(Dataset)
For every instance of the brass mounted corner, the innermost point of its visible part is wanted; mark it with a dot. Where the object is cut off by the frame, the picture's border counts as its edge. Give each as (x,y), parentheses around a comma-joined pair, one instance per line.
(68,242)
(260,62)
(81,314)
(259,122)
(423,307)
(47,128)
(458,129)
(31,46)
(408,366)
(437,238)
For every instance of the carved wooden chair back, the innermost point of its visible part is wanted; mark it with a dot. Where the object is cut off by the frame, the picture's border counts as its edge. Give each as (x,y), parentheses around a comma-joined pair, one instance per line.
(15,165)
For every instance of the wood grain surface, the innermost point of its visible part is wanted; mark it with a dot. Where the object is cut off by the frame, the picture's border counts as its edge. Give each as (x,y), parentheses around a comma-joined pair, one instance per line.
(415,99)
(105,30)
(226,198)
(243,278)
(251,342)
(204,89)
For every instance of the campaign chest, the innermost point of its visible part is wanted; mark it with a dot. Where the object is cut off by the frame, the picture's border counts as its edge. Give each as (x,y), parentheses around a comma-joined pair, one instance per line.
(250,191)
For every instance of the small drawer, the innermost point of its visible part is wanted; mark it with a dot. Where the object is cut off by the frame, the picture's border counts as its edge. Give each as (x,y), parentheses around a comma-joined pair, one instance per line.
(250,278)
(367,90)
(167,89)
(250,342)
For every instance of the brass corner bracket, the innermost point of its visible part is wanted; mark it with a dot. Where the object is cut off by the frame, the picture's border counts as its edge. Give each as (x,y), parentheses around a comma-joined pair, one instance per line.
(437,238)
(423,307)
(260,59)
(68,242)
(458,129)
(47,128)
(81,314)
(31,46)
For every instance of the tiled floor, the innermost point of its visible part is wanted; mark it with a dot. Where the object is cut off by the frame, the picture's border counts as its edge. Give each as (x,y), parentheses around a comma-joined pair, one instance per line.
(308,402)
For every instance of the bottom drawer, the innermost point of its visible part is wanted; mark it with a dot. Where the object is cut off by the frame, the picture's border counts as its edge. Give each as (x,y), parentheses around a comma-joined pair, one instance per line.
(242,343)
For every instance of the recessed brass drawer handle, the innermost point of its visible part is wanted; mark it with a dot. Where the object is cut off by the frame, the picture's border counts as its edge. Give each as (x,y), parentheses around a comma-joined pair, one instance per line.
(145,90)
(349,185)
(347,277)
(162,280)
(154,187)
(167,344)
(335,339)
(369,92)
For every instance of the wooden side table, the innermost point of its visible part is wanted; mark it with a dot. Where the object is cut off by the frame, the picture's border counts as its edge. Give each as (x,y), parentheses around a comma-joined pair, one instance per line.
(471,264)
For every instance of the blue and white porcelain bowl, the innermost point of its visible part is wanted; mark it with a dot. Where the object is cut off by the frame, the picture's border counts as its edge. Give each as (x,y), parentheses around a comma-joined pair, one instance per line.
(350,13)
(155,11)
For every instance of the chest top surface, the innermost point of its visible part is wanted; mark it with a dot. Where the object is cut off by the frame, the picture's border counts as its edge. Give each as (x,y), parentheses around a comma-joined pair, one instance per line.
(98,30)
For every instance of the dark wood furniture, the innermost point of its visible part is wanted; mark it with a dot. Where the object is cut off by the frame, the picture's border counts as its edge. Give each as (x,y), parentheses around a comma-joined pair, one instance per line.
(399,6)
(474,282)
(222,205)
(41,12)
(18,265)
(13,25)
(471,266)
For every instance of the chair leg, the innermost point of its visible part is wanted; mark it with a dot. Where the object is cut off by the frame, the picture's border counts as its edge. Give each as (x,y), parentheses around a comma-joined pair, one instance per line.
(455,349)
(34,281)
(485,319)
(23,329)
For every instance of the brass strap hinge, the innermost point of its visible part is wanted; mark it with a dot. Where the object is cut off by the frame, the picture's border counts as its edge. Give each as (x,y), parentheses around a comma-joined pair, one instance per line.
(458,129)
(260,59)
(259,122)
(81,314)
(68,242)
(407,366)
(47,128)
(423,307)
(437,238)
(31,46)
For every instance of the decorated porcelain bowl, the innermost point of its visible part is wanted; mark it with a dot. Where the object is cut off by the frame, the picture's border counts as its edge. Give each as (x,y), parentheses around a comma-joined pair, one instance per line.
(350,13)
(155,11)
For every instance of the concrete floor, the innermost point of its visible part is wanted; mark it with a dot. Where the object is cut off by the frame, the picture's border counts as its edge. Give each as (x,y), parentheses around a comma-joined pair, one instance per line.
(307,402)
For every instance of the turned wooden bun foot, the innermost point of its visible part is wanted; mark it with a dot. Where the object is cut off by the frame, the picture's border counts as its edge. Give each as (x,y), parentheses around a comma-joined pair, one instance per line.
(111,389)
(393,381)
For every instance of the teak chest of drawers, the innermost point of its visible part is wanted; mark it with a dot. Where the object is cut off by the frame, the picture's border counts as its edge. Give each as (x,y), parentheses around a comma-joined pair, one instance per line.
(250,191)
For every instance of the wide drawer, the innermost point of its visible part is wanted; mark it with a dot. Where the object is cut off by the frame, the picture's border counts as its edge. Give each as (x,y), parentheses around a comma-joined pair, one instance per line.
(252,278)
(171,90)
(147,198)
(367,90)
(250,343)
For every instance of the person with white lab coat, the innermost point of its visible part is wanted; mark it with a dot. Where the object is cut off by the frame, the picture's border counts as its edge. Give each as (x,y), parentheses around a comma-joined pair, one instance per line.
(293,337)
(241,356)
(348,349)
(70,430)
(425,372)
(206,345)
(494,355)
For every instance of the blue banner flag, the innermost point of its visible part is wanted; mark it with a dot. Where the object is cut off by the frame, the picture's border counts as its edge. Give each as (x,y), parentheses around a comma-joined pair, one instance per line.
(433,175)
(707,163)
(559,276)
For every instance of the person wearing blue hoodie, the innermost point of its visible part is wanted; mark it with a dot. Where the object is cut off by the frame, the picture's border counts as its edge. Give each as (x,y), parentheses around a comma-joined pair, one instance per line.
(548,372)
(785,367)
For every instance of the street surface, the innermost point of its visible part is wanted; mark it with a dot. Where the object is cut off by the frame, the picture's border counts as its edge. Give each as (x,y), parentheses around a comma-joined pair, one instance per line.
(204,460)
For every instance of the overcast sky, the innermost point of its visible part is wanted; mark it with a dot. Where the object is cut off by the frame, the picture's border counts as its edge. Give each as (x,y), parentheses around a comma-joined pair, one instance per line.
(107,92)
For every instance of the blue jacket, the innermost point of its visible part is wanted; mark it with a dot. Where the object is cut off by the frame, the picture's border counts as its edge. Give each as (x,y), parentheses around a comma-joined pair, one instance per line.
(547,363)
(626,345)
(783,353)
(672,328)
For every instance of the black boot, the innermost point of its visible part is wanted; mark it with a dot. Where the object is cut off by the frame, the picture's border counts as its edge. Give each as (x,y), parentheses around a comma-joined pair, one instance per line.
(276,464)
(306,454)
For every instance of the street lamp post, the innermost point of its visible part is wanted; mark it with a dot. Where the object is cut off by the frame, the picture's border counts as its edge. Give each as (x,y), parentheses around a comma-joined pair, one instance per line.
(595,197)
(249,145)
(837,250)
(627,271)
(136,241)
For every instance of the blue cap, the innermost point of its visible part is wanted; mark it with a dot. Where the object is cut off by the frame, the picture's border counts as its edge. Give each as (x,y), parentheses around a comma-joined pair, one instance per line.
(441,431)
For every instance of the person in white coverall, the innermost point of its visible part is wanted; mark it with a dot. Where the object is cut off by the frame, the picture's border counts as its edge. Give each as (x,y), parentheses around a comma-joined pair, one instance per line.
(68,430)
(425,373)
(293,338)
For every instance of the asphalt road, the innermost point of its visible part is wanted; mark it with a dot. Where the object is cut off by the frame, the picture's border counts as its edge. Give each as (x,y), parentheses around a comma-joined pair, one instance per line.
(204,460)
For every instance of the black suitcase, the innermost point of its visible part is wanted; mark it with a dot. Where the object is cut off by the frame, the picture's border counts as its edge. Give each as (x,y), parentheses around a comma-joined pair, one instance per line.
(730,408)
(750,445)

(Task)
Reproduce precisely the span of lines that begins at the line containing "For every instance of the person in" and ends with the last line of the listing.

(Solution to the problem)
For every instance of the person in white coverall, the innermost point of its visible part is wanted; mark it with a dot. Where the object is cut off by the frame, the picture's border counts as its edge. Give each as (x,y), parentheses around a comma-joined pair, one instance per line.
(68,430)
(425,373)
(293,338)
For every instance of the asphalt road, the innermost point of its visible part is wanted; mark it with a dot. Where the object is cut off by the frame, the picture's border counts as its edge. Give each as (x,y), parentheses around a comma-joined pair, one instance per line.
(204,460)
For every instance of the black suitcase, the innermost point of its visible part is wanted; mark it with a dot. Where the object is cut off by the frame, the picture's border counts as its edge. Give each as (x,y), parentheses around a comma-joined pair, one instance per line.
(730,408)
(750,445)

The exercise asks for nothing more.